### Excerpt provided
[Start of section]
Already, Genentech’s Avastin (bevacizumab) and Tarceva (erlotinib) delivered encouraging results in a Phase II non-small-cell lung cancer trial. Preclinical data from xenograft models had suggested this might be a powerful combination for this extremely tough-to-treat disease. Avastin inhibits angiogenesis by targeting vascular endothelial growth factor (VEGF), while Tarceva inhibits the epidermal growth factor receptor (EGFR). Eight of 34 patients who received the full Phase II dose in this study had partial responses, while 26 had stable disease. (See Clin Cancer Res 12, 4421s-5s; 2006.) Now the combination will be studied in Phase III.

“That study shows that combinations [of targeted drugs] are making an impact even in the absence of chemotherapy,” says Plowman.

Intriguing results are also starting to come out of Phase I trials combining Genentech/Roche’s Herceptin (trastuzumab) and Genentech’s Avastin (bevacizumab) in advanced breast cancer. In this case again, researchers are looking at patients who have undergone surgery but are not getting chemotherapy. Those trials were prompted by evidence that HER2-positive patients, who are the ones receiving Herceptin, also have elevated levels of VEGF.

“We’re looking at Avastin with just about everything,” says Plowman. Because the drug makes cancers more sensitive to chemotherapy, it is being studied with standard treatment as well. But in other protocols, Plowman says, it is being combined with “Kinase inhibitors, mTOR inhibitors, hormonals, all the major classes of drugs.”

Pfizer, meanwhile, will be looking at Sutent in combination with its own new MEK inhibitor (PD0325901) as well as with other companies’ drugs, such as Genentech’s Tarceva. With so much still unknown, study design questions remain. “We need to be creative about how we do the trials to be successful,” says Baum.  

Target Information Boom

The trend is being fueled by two key factors — the availability of approved targeted therapies and the explosion in knowledge about them. But not all combinations are equally well planned. “At this point, the pairings are partly rational,” says Baum. “As we get more knowledge about the biology of each mutation driving individual tumors, it will become even more so.” In particular, he says, new targets from colorectal and non-small-cell lung cancer are feeding into this process.
[End of section]
### Assignment 1
In the excerpt on targeted cancer drug combinations, how many of the 34 patients who received the full Phase II dose of Avastin and Tarceva had partial responses?
### Assignment 2
List every drug that the excerpt on targeted cancer drug combinations identifies by a brand name.
### Assignment 3
Continue the article on combining targeted cancer drugs, starting after its final sentence.

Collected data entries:
[Start of section]
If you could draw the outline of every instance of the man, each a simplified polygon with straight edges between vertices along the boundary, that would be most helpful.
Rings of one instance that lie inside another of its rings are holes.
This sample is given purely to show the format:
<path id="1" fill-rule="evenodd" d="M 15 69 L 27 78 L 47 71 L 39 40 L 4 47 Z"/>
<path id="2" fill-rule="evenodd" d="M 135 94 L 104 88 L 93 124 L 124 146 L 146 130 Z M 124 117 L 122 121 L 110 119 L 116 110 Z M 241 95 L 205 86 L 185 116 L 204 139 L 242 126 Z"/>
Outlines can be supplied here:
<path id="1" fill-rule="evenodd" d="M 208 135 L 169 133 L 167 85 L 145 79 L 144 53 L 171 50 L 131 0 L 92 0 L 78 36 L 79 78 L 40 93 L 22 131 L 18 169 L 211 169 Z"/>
[End of section]
### Answer space 1
Eight of the 34 patients had partial responses.

### Answer space 2
Avastin (bevacizumab), Tarceva (erlotinib), Herceptin (trastuzumab), Sutent

### Answer space 3
Drugs such as Pfizer’s Sutent (sunitinib) and more recently Bristol-Myers Squibb’s Sprycel (dasatinib) have already demonstrated the advantages of individual drugs that hit multiple targets. “In GIST, Sutent works mainly by targeting the c-Kit mutations, and in renal cell cancer its activity is more related to angiogenesis inhibition,” Baum explains. As a growing armamentarium of targeted drugs becomes available, scientists can learn more about exactly how these drugs add up.

One of the major questions is whether researchers should try to hit a single mechanism on multiple fronts, or instead, hit multiple mechanisms at once. The answer to that could vary from cancer to cancer. Researchers also want to know whether targeted drugs might also show synergistic toxicity. “Efficacy rules in cancer research,” Plowman says, “but you have to be careful for overlapping toxicities.”

Finally, questions about cost have been dogging targeted therapy developers since the field’s inception. These drugs are top sellers for their makers: Gleevec (imatinib), for example, netted Novartis more than $2 billion in 2005. Makers argue that these treatments are R&D intensive, and thus cost a lot to develop. All these drugs cost payers tens of thousands of dollars or more, however, so in doubling them up, researchers will need to show either real benefits for patients or other cost savings, such as less need for chemotherapy.